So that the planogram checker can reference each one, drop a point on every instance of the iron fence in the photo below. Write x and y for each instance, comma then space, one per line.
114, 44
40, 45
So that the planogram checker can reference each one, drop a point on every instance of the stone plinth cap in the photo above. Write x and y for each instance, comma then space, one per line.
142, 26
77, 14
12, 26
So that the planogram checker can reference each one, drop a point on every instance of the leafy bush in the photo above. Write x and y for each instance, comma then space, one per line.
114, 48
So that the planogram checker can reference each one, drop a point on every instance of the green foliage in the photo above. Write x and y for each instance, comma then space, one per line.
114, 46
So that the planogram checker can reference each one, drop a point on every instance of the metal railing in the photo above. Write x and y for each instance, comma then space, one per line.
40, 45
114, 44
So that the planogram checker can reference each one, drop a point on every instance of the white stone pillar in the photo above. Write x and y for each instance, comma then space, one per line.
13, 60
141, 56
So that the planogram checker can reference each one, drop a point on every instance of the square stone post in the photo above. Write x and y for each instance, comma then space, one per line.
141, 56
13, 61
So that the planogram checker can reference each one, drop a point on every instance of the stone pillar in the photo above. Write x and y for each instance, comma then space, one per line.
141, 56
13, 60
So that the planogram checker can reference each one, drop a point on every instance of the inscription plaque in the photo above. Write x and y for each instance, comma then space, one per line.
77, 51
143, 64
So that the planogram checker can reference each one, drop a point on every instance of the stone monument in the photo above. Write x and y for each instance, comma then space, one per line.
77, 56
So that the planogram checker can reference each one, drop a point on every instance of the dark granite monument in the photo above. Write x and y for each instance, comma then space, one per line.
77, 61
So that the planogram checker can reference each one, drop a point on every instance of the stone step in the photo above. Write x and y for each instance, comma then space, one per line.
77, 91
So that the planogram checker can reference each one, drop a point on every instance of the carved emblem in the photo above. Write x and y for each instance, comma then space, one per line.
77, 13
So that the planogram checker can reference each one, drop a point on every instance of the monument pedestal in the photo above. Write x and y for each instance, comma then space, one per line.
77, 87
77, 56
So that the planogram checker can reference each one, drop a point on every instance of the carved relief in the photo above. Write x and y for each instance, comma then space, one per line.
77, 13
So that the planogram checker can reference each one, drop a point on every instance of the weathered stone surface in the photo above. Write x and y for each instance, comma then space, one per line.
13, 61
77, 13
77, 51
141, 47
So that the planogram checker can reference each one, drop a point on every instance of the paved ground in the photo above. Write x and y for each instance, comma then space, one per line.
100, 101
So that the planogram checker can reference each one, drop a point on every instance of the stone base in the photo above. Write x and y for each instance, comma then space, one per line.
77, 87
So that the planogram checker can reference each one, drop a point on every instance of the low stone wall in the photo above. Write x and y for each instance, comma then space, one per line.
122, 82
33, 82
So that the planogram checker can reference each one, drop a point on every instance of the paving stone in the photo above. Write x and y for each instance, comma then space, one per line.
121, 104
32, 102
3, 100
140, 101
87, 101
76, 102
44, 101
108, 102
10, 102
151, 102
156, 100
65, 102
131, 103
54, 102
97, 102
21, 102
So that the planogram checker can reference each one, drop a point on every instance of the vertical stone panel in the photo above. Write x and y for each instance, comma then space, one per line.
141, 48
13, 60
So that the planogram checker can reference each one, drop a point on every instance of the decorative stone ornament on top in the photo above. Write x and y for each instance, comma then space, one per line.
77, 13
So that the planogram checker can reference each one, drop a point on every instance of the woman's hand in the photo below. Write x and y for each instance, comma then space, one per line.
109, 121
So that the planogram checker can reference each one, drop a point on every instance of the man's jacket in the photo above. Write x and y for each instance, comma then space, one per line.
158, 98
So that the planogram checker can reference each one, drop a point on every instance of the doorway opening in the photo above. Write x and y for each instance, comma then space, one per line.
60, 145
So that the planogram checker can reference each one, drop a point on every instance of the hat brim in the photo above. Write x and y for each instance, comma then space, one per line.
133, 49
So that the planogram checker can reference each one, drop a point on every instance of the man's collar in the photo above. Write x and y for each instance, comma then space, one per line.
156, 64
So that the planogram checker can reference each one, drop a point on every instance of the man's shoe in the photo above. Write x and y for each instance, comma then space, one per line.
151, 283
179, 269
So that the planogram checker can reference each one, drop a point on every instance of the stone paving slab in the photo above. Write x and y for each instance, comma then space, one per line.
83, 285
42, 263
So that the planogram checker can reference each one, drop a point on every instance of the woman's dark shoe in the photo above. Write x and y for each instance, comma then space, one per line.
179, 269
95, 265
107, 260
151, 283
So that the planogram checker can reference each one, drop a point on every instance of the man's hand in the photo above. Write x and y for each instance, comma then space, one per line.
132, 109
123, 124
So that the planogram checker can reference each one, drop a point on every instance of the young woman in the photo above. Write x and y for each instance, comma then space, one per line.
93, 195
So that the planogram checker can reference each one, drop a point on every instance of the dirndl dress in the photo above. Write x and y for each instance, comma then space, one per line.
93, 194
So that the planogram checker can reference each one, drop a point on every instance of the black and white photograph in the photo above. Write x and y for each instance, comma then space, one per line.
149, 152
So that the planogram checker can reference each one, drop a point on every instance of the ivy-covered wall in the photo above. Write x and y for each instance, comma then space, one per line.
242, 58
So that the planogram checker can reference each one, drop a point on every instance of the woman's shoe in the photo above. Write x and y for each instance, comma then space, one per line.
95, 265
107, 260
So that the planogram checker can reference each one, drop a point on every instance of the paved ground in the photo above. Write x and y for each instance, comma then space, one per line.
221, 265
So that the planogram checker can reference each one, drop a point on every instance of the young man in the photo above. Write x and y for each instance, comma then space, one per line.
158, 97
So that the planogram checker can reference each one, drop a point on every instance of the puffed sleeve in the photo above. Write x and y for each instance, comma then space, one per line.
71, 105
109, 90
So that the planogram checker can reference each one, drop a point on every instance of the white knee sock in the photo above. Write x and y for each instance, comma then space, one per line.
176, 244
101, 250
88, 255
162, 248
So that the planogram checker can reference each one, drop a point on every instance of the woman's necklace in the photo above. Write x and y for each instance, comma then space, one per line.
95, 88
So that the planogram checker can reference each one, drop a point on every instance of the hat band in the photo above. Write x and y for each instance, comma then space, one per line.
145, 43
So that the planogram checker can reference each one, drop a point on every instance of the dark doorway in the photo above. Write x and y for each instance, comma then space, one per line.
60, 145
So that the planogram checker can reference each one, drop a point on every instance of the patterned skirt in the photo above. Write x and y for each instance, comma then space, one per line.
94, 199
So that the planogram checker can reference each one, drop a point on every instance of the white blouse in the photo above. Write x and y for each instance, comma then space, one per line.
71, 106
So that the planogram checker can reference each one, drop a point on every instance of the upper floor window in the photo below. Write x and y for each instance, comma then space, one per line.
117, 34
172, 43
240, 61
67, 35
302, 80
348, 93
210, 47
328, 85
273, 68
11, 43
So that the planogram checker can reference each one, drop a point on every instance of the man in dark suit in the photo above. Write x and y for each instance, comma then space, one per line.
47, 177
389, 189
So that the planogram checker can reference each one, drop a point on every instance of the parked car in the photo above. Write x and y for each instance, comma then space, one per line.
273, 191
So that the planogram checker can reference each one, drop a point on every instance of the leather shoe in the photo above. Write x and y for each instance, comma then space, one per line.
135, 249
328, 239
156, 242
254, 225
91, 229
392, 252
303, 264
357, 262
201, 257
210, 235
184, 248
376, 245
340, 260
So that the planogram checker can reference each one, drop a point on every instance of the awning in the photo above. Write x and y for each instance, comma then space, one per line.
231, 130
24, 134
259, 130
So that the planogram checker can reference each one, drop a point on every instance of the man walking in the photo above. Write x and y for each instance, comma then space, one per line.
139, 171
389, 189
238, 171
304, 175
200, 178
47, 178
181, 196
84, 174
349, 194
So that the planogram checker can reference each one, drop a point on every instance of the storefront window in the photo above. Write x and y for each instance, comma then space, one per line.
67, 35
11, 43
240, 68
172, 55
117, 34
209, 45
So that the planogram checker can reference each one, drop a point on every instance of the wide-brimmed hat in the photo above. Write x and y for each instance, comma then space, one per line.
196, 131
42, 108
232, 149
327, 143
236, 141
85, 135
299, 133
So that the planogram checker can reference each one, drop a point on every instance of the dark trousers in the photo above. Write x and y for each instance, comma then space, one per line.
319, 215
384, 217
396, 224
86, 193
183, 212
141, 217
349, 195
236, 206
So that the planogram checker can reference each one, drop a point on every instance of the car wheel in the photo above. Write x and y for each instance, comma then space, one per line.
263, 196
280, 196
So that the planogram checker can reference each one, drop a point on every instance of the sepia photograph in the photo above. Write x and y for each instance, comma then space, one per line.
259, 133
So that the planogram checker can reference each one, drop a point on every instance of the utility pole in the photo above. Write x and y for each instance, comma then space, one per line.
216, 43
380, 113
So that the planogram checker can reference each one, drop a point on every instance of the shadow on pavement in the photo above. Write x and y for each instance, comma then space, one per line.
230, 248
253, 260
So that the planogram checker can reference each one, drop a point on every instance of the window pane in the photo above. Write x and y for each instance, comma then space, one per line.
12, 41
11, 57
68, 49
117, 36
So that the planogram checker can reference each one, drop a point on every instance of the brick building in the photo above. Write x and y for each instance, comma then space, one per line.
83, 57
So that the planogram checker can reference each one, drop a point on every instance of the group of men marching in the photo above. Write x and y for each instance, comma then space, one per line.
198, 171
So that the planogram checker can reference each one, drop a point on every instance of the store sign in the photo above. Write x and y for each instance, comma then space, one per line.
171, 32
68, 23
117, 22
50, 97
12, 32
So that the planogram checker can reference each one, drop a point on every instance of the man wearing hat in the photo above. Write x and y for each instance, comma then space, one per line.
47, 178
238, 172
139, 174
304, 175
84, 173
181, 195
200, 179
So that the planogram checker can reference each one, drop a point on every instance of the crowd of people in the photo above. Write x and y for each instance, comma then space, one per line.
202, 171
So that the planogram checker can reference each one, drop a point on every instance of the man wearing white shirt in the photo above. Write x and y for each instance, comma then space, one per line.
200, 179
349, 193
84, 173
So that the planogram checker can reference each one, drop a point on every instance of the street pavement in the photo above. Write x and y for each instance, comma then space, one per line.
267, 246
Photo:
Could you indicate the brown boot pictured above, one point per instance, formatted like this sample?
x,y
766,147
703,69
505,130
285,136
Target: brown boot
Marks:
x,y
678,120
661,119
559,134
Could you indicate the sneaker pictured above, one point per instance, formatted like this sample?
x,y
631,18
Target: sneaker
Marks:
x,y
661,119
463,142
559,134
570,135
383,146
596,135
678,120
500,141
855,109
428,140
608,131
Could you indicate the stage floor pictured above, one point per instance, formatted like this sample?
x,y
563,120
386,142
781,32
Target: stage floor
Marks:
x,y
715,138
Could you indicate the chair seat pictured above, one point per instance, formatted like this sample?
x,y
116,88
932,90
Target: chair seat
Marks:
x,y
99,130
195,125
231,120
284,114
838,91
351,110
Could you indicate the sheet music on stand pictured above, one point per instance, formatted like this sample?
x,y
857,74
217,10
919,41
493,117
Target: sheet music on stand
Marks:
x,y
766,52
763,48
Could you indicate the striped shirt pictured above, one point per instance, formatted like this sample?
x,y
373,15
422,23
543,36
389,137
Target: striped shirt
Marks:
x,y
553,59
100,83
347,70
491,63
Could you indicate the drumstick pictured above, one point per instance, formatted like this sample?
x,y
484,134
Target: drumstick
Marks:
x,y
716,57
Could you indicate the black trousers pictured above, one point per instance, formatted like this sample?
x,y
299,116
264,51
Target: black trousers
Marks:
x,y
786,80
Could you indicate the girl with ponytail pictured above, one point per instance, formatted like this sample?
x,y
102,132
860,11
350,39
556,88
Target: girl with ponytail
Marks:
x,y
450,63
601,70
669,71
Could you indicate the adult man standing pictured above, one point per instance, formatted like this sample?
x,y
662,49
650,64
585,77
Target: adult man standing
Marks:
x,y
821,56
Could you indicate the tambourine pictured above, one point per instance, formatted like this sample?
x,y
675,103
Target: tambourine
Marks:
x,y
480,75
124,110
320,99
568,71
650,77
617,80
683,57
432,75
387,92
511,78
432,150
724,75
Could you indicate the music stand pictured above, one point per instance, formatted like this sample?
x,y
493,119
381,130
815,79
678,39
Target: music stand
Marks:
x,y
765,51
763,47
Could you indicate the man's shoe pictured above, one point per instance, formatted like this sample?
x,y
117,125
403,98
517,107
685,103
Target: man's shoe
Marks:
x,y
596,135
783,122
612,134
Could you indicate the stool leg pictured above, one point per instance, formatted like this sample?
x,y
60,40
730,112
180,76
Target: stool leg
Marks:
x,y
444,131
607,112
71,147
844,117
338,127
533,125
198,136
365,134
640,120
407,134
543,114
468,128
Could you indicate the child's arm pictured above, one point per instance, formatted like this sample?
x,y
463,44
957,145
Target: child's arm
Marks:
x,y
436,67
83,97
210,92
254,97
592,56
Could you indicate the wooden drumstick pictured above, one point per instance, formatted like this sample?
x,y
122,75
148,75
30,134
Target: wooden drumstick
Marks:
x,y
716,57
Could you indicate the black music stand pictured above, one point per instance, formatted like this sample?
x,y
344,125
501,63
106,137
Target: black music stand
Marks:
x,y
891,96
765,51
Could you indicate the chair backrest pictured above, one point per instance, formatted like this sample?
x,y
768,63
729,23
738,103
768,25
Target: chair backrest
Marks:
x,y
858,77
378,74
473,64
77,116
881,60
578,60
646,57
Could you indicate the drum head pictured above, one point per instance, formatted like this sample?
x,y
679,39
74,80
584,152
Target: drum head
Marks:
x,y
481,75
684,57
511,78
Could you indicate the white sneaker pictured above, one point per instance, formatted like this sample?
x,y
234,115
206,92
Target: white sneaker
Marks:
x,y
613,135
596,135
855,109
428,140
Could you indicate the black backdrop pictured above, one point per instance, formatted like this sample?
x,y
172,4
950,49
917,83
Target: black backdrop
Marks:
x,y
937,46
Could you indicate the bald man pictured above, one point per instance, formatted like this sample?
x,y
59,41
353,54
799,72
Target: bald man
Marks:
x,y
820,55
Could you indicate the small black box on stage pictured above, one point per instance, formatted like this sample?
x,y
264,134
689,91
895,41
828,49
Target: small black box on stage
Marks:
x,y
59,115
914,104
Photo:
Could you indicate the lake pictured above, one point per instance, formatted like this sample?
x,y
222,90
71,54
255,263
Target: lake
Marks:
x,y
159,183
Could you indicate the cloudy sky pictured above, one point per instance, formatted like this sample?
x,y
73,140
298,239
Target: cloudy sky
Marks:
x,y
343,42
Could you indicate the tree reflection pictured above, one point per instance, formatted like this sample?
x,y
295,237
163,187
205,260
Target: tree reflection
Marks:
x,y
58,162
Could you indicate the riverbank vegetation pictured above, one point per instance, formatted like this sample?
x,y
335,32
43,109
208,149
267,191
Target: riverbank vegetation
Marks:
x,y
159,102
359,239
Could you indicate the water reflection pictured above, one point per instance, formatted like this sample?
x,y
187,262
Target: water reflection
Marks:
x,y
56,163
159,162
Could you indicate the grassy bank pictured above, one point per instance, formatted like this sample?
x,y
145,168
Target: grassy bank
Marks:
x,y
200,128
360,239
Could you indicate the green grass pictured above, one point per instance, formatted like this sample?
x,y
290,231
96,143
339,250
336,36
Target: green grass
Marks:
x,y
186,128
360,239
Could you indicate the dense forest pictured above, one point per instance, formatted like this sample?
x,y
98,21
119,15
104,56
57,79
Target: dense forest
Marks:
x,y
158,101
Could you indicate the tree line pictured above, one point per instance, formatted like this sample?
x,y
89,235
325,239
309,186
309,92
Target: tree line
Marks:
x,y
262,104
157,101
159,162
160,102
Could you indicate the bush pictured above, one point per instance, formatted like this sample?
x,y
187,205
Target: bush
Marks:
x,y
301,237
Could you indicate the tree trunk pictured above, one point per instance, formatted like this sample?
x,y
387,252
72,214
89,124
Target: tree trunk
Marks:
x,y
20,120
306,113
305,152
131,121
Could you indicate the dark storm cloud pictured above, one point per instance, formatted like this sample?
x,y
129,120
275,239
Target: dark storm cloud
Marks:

____________

Short problem:
Repeat, word for word, every line from the line that contains "Could you indicate the tree reflection" to the end of the entries; include both of those lines and no others.

Reply to the exercise:
Could you indicate the tree reflection pictured above, one point per instance, formatted like this sample?
x,y
295,237
163,187
205,260
Target: tree reflection
Marks:
x,y
58,162
Could you indicate the riverbank vegetation pictured above, one point per instance, formatted like this sample?
x,y
335,32
43,109
208,149
267,191
Target: riverbank vegetation
Marks:
x,y
159,102
359,239
Could you indicate the water reflection pictured above, one point per instance, formatted like this sample?
x,y
187,262
Target: water reflection
Marks:
x,y
56,163
159,162
Could you indicate the grassy bank pictured above, one point per instance, formatted like this sample?
x,y
145,168
Target: grassy bank
Marks:
x,y
200,128
360,239
Could you indicate the green grass pictured above, one point per instance, formatted like this sample?
x,y
290,231
96,143
339,250
336,36
Target: green grass
Marks:
x,y
186,128
360,239
Could you indicate the dense forest pictured above, one point per instance, formatted like this sample?
x,y
98,21
119,15
104,56
57,79
Target: dense forest
Marks:
x,y
158,101
Could you indicate the tree line pictured above, one point per instance, formatted like this sample?
x,y
89,235
325,239
309,186
309,92
Target: tree line
Marks:
x,y
262,104
157,101
159,162
160,102
Could you indicate the bush pictured above, one point per instance, formatted like this sample?
x,y
187,205
Target: bush
Marks:
x,y
301,237
Could you indicate the tree trunk pictured above, one point per instance, formatted like this sample?
x,y
387,252
72,214
89,124
Target: tree trunk
Marks:
x,y
20,120
306,113
305,152
131,121
Could you indicate the dark storm cloud pictured above, one point per instance, formatted like this sample?
x,y
129,120
275,239
Target: dark storm cloud
Marks:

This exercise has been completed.